_The problem_
When a line of the entries contains the word "woman", report that line.

─── Input for this task ───

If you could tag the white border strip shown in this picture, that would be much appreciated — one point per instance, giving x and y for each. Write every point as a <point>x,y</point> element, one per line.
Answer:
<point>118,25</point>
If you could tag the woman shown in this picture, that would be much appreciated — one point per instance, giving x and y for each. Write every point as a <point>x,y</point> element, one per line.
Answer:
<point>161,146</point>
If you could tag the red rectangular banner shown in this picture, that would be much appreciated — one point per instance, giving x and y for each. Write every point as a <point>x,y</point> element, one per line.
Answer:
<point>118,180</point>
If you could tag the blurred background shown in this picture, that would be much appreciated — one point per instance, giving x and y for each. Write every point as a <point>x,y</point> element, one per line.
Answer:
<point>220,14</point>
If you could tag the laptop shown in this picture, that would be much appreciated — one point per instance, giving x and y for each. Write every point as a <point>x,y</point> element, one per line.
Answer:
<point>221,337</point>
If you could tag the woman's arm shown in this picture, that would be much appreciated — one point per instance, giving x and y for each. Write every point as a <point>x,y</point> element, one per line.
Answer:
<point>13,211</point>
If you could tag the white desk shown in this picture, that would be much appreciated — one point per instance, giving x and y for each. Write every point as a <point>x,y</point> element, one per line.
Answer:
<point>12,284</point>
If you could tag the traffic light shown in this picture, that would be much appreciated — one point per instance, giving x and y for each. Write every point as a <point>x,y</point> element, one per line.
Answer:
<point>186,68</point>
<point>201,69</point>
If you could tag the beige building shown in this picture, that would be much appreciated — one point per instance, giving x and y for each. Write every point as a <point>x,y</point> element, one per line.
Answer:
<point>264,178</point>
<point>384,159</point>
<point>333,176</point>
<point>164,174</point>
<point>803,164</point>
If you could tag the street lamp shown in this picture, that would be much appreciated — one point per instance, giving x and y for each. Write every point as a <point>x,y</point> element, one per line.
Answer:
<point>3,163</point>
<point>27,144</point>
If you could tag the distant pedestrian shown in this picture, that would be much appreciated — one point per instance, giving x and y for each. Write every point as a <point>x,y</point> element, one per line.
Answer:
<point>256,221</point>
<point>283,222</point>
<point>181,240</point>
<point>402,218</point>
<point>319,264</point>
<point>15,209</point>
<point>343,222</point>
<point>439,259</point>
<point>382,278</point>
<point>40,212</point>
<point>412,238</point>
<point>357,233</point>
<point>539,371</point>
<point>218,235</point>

───

_Output for this task_
If you could tag the woman shown in this picture, that would be much appreciated — one point per instance, giving x and y for each. Write every point as a <point>x,y</point> element, one per line.
If you could tag the woman's arm shown in this picture, that would be much appreciated — one point per instance, giving x and y for each. Write every point as a <point>x,y</point> element, one per line.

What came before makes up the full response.